── Study material ──

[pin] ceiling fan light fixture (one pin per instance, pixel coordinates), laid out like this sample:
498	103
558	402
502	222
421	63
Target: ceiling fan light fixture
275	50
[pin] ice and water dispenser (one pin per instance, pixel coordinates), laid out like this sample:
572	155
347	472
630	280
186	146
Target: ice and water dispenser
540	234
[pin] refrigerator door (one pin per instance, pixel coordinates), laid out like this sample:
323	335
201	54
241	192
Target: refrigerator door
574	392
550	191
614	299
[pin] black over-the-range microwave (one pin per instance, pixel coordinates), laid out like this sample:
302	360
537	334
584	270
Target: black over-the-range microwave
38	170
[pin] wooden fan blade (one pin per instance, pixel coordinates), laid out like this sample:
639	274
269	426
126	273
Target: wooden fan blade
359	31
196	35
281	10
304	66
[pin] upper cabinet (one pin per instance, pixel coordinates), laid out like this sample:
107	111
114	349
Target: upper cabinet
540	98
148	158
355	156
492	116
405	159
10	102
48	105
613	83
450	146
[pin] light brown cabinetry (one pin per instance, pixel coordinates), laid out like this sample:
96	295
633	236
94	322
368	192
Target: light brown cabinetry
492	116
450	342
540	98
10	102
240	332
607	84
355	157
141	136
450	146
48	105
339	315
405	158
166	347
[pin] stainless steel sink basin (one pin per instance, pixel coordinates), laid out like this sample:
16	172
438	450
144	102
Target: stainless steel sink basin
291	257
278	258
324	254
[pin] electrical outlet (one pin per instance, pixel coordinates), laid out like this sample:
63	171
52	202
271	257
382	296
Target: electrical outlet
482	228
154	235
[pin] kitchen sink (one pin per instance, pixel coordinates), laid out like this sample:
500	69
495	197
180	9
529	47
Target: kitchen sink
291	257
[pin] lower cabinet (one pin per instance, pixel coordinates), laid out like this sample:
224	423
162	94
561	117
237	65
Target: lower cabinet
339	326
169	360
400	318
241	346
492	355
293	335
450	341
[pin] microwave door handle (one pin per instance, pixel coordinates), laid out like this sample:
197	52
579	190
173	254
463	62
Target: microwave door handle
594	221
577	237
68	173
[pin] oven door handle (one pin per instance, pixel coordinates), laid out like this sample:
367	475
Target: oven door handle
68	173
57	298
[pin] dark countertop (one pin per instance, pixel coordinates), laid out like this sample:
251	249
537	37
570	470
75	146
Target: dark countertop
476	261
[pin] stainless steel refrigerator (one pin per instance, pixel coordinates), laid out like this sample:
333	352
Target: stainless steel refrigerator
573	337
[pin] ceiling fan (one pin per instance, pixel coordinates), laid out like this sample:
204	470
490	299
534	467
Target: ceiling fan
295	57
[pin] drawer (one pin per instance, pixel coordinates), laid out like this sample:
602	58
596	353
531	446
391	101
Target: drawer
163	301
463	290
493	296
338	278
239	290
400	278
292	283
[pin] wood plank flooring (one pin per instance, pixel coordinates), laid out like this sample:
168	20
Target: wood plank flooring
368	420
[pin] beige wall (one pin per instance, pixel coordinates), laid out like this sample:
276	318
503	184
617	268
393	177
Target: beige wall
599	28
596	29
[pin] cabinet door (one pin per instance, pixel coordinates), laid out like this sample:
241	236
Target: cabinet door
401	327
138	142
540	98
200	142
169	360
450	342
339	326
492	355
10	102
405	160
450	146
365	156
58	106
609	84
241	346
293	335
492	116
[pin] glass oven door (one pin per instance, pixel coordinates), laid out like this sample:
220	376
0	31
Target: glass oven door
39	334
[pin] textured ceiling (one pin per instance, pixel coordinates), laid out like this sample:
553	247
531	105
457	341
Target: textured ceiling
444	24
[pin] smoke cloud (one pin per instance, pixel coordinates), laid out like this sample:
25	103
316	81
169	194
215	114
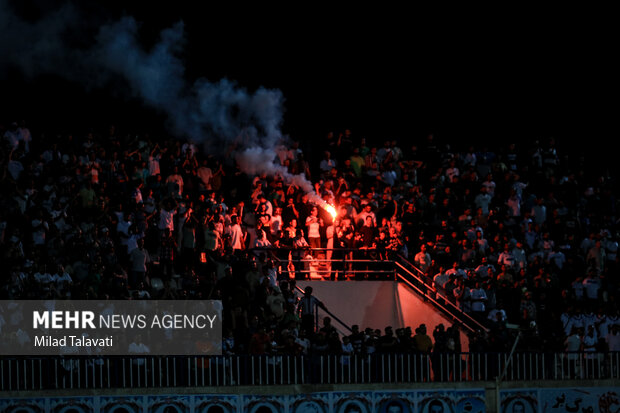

───

Give back the whole of the material exactly, with the pictures removed.

**Result of the exercise:**
[pin] ceiling fan light fixture (one pin per instance, pixel coordinates), laid out like this sample:
498	103
558	402
502	222
421	63
Target: ceiling fan light fixture
275	50
[pin] ice and water dispenser (one pin per instance, pixel coordinates), laid out like this sample:
572	155
347	472
630	280
186	146
Target: ice and water dispenser
540	234
[pin] refrigerator door (one pin per instance, pixel coordinates), laid out like this sample:
323	335
201	54
241	192
Target: refrigerator door
574	392
550	191
614	299
[pin] black over-the-range microwave (one pin per instance, pixel coordinates), laid out like this sample:
302	360
537	334
584	270
Target: black over-the-range microwave
38	170
[pin] wooden fan blade (one pin per instance, pixel coordinates), laid out like this sample:
639	274
269	426
126	273
Target: wooden fan blade
359	31
196	35
281	10
304	66
[pin] upper cabinet (one pin per instance, pixel coordinates), laid out like this sample:
107	111
114	349
Target: upper cabinet
540	98
148	158
355	156
492	116
405	159
10	102
48	105
613	83
450	146
[pin] light brown cabinetry (one pin per instance, pixel coordinates), laid out like this sample:
96	295
633	236
94	322
368	192
Target: light brown cabinetry
492	116
450	342
540	98
10	102
240	332
607	84
355	157
141	136
450	146
48	105
339	315
405	158
166	347
[pin] stainless steel sink basin (one pin per instance, pixel coordinates), laid out like this sample:
16	172
438	450
144	102
Target: stainless steel sink basin
291	257
278	258
324	254
[pin] electrical outlet (one pin per instance, pixel coordinates), laid out like this sample:
63	171
52	202
271	257
382	296
Target: electrical outlet
482	228
154	235
[pin] kitchen sink (one pin per instance, pixel coordinates), laid out like this sample:
500	69
495	197
180	9
529	47
Target: kitchen sink
291	257
[pin] lower cabinet (one pin per instance, pixel coordinates), laid out like this sample:
224	423
162	94
561	117
237	65
Target: lower cabinet
339	326
169	360
400	318
241	346
492	355
293	335
450	341
[pin] microwave door handle (one pin per instance, pixel coordinates), laid out like this sample:
197	52
579	190
173	254
463	62
Target: microwave door handle
594	221
577	237
68	173
[pin] oven door handle (one pin per instance, pixel coordinates), laid out like this sample:
367	475
Target: oven door handle
68	173
57	298
[pin] dark countertop (one pin per instance, pixel coordinates), laid out like this sample:
251	249
537	37
570	470
75	146
Target: dark countertop
476	261
[pin] stainless steel refrigerator (one pin per instance, pixel coordinates), laid out like this sample:
333	352
Target: stainless steel refrigerator
573	337
[pin] ceiling fan (one pin per instance, pixel coordinates), laid out like this sample:
204	470
490	299
534	467
Target: ceiling fan
295	57
[pin] drawer (one pin per instance, pixel coordinates), laid out like this sample:
602	58
596	353
531	446
391	101
Target: drawer
163	301
463	290
493	296
338	278
239	290
400	278
292	283
[pin] wood plank flooring (one pin per instance, pixel coordinates), laid out like this sample:
168	20
Target: wood plank flooring
368	420
[pin] beige wall (one pin per instance, pixel coordinates), laid out like this sample:
276	318
503	184
617	268
393	177
Target: beige wall
599	28
596	29
[pin] cabinet door (one pin per instance, pixel coordinates), laid out like this sample:
241	236
Target: cabinet door
401	327
138	142
540	98
200	142
169	360
450	342
339	326
492	355
10	102
405	160
450	146
365	156
58	106
609	84
241	346
293	335
492	116
[pin] glass oven door (one pin per instance, pixel coordinates), laid out like this sample:
220	376
0	31
Target: glass oven door
39	334
[pin] textured ceiling (one pin per instance, pixel coordinates), laid out like this sample:
553	247
531	105
457	341
Target: textured ceiling
444	24
[pin] smoke cloud (one pin per instance, pixel coordinates), laid out like this sample:
25	103
316	81
169	194
215	114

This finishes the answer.